-- Begin Quoted text --

Is the Behavior of Subtracting Two Null Pointers Defined

Is the behavior of subtracting two NULL pointers defined?

In C99, it's technically undefined behavior. C99 §6.5.6 says:

7) For the purposes of these operators, a pointer to an object that is not an element of an
array behaves the same as a pointer to the first element of an array of length one with the
type of the object as its element type.

[...]

9) When two pointers are subtracted, both shall point to elements of the same array object,
or one past the last element of the array object; the result is the difference of the
subscripts of the two array elements. [...]

And §6.3.2.3/3 says:

An integer constant expression with the value 0, or such an expression cast to type
void *, is called a null pointer constant.⁵⁵⁾ If a null pointer constant is converted to a pointer type, the resulting pointer, called a null pointer, is guaranteed to compare unequal to a pointer to any object or function.

-- End Quoted text --

* **Goals**:
[a] Name each passage of C99 that the text on subtracting null pointers quotes, giving its section and paragraph number.
[b] Decide whether each statement agrees with the text on subtracting null pointers, answering yes or no and quoting the words that settle it.
(i) In C99, subtracting two null pointers is technically undefined behavior.
(ii) An integer constant expression with the value 1 is called a null pointer constant.
(iii) Subtracting two pointers gives the sum of the subscripts of the two array elements.
[c] Answer these questions from the text on subtracting null pointers.
(i) A pointer to an object that is not an element of an array behaves the same as what?
(ii) What is the pointer called that results from converting a null pointer constant to a pointer type?
(iii) To what type can an integer constant expression with the value 0 be cast and still be a null pointer constant?

-- Begin Raw data --

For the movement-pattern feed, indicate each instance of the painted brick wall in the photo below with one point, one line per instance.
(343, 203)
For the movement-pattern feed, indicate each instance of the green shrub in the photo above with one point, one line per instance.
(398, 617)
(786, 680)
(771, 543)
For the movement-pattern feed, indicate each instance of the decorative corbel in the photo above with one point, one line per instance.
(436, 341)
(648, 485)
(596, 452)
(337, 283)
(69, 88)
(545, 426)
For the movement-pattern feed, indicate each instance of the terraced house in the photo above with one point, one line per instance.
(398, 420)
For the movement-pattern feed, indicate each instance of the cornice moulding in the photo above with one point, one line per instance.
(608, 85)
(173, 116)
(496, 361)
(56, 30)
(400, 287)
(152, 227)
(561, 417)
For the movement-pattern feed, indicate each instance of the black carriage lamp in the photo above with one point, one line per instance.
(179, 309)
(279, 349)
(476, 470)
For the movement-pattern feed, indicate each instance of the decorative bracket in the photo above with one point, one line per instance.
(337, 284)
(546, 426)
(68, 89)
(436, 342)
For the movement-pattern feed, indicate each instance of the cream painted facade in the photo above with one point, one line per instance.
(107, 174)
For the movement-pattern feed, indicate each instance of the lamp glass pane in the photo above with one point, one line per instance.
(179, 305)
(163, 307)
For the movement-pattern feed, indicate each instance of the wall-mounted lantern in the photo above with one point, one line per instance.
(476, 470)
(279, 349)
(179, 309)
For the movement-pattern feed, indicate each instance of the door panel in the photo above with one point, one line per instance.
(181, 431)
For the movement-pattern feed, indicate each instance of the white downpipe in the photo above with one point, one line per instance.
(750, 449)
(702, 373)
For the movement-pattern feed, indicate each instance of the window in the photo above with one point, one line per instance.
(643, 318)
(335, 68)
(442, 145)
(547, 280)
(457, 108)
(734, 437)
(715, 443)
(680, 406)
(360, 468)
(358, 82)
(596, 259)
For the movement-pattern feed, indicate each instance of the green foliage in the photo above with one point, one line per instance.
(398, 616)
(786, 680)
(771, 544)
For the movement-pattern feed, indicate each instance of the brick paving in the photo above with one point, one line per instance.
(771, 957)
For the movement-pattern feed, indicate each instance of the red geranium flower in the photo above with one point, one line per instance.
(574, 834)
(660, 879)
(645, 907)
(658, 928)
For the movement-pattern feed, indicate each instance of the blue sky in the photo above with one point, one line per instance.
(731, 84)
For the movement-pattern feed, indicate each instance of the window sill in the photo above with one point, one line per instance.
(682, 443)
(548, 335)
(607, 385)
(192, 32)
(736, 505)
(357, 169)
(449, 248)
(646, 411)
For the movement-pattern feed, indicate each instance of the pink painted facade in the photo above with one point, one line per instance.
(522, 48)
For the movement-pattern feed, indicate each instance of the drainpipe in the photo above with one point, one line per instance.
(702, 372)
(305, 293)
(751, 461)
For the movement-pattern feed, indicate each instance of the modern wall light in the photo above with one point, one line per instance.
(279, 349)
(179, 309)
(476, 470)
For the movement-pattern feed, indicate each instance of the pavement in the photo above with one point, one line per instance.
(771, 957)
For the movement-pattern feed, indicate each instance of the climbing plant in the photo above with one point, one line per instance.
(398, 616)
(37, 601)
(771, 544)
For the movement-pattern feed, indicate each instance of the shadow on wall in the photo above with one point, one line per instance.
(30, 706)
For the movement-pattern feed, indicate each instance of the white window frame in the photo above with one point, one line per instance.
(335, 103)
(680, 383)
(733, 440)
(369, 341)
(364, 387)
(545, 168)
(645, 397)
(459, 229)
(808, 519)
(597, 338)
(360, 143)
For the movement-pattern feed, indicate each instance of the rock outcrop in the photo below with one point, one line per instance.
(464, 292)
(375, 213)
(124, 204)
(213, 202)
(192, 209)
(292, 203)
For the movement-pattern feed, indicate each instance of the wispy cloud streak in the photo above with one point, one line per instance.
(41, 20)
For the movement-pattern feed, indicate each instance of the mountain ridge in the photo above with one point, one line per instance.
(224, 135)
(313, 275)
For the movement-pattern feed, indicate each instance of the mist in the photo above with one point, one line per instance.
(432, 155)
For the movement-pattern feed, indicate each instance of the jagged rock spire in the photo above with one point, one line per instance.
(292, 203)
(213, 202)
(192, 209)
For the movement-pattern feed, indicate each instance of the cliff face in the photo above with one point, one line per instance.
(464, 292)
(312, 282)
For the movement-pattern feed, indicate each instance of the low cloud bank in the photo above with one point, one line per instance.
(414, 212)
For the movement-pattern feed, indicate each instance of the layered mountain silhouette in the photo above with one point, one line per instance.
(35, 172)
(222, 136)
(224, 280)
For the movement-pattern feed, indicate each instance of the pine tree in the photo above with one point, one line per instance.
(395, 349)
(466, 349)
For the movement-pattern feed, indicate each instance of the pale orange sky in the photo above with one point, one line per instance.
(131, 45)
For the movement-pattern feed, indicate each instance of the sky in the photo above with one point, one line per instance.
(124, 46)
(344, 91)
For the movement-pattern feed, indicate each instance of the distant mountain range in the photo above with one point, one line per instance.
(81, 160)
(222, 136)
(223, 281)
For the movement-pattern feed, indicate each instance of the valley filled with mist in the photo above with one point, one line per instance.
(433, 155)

-- End Raw data --

* **The solutions**:
[a]
§6.5.6 paragraph 7
§6.5.6 paragraph 9
§6.3.2.3 paragraph 3

[b]
(i) Yes: "In C99, it's technically undefined behavior."
(ii) No: "An integer constant expression with the value 0, or such an expression cast to type void *, is called a null pointer constant."
(iii) No: "the result is the difference of the subscripts of the two array elements."

[c]
(i) A pointer to the first element of an array of length one with the type of the object as its element type.
(ii) A null pointer.
(iii) void *